AM: With that in mind, I want to stick with the routing process and move to our first new GCD, which is the perimeter GCD that is being selected on screen now. You can see when this GCD is selected that we have a purple line around the outside of the part depicting the perimeter that requires routing post performing process. The GCD has the length property, which the cost model then uses to calculate the cycle time of the routing process. In the manufacturing process pin, you can see router has been assigned to perimeter one, but also all the simple holes within this part. The next new GCD that we have introduced is the side GCD, highlighted on screen now is side one, which represents the outside of the part, and now side two, which represents the inside.

AM: So this side two with the inside will actually be representing all the surfaces in contact with the positive molds. Side one is the inverse of that. The final new GCD that we have is our core bundles, which are extracted whenever we have undercut features. You can see in this model we have a single undercut feature and that one feature results in two core bundles being extracted. And the reason we do that is to represent when a tool is required in either the positive or negative mold pipe. So in this simulation we have a positive mold and you can see that we have assigned a core pull to this core bundle. As core bundle one is on the inside of the part, which is in contact with the positive mold.
======
Return the passage on the new GCDs word for word, starting with "AM: So this" and going on through "the positive mold.".
======
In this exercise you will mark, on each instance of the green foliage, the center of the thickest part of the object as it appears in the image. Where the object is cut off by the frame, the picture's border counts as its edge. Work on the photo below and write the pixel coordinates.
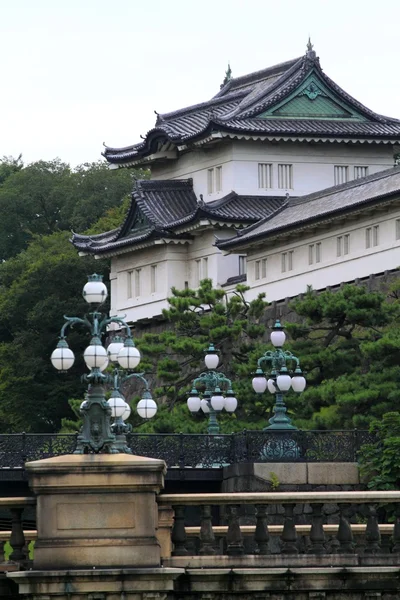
(379, 462)
(47, 196)
(175, 356)
(41, 279)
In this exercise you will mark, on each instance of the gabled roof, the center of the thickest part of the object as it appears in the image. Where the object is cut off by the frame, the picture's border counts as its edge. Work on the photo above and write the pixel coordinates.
(163, 208)
(307, 210)
(294, 100)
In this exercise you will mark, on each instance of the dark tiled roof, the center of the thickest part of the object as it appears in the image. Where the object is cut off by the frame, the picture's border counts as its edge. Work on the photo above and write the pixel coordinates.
(236, 109)
(323, 204)
(159, 209)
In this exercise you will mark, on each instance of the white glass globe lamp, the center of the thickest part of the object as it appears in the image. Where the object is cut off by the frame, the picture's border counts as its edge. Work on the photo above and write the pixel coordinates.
(211, 358)
(95, 355)
(146, 407)
(259, 382)
(129, 355)
(283, 381)
(114, 348)
(204, 406)
(217, 400)
(194, 401)
(94, 291)
(271, 386)
(62, 357)
(278, 336)
(230, 402)
(127, 412)
(117, 404)
(298, 381)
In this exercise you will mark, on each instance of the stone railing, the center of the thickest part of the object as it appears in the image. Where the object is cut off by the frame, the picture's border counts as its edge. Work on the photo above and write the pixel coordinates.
(17, 538)
(248, 538)
(200, 451)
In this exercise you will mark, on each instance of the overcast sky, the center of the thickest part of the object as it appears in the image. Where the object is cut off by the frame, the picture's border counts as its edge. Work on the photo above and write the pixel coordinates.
(76, 73)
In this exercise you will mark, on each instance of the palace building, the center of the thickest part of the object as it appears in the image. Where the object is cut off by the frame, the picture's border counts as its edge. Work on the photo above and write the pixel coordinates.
(282, 176)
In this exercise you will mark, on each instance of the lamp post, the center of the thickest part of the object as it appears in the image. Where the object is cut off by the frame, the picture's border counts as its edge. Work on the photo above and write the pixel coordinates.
(217, 391)
(98, 435)
(280, 379)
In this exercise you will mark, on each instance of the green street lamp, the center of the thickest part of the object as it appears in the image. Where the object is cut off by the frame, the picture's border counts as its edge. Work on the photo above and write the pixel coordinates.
(98, 435)
(280, 379)
(217, 392)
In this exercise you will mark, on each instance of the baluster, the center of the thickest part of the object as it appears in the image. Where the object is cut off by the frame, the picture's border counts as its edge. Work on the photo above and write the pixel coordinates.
(396, 532)
(317, 536)
(234, 538)
(178, 535)
(344, 534)
(372, 533)
(261, 535)
(289, 535)
(17, 539)
(207, 538)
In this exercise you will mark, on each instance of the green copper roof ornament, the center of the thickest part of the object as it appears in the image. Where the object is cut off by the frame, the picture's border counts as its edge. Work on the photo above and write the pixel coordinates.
(310, 49)
(228, 76)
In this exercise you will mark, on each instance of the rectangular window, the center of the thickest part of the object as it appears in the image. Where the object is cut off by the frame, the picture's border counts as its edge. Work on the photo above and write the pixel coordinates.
(341, 174)
(311, 254)
(264, 268)
(214, 180)
(285, 177)
(290, 260)
(242, 265)
(210, 181)
(137, 282)
(318, 252)
(197, 272)
(283, 262)
(205, 268)
(346, 243)
(265, 176)
(375, 235)
(129, 284)
(397, 229)
(368, 236)
(339, 246)
(287, 261)
(360, 172)
(153, 278)
(218, 179)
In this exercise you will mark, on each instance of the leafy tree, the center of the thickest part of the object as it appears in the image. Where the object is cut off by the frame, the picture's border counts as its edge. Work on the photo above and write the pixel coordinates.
(379, 461)
(175, 356)
(47, 196)
(337, 337)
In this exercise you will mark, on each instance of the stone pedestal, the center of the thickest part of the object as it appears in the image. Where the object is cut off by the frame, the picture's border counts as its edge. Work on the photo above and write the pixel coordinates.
(96, 511)
(102, 584)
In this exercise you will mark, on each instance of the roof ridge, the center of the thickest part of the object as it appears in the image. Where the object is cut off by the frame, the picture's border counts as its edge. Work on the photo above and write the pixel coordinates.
(345, 186)
(256, 75)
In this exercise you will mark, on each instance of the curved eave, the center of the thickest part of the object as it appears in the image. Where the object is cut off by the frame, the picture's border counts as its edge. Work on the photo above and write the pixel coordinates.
(237, 245)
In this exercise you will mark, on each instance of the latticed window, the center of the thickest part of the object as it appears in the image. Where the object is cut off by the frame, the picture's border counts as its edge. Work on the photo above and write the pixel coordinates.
(360, 172)
(153, 279)
(397, 229)
(341, 173)
(285, 177)
(265, 176)
(242, 265)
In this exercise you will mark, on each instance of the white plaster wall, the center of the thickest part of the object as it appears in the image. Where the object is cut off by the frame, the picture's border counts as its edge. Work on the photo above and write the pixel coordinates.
(313, 165)
(332, 270)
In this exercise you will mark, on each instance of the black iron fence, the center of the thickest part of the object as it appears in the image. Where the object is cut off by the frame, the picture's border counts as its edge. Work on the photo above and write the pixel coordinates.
(184, 450)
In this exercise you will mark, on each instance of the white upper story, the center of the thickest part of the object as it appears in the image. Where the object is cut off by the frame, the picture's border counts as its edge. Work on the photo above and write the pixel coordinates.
(272, 169)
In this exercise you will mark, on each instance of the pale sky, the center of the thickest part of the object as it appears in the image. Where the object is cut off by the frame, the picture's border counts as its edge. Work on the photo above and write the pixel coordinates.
(76, 73)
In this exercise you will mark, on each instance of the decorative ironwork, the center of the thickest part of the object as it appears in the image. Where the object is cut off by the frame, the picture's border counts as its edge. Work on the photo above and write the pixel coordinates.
(198, 451)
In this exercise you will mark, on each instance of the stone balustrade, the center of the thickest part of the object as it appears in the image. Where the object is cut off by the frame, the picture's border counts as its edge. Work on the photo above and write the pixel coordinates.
(18, 540)
(358, 538)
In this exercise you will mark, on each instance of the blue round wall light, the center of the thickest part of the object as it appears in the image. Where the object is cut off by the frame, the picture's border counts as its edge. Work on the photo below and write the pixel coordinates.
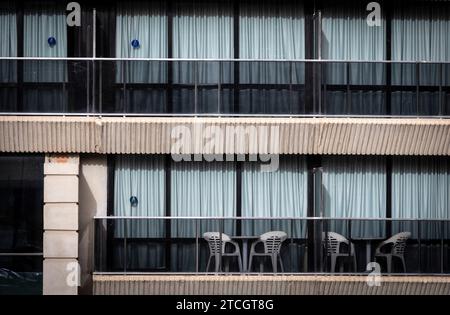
======
**OUTPUT:**
AM: So this side two with the inside will actually be representing all the surfaces in contact with the positive molds. Side one is the inverse of that. The final new GCD that we have is our core bundles, which are extracted whenever we have undercut features. You can see in this model we have a single undercut feature and that one feature results in two core bundles being extracted. And the reason we do that is to represent when a tool is required in either the positive or negative mold pipe. So in this simulation we have a positive mold and you can see that we have assigned a core pull to this core bundle. As core bundle one is on the inside of the part, which is in contact with the positive mold.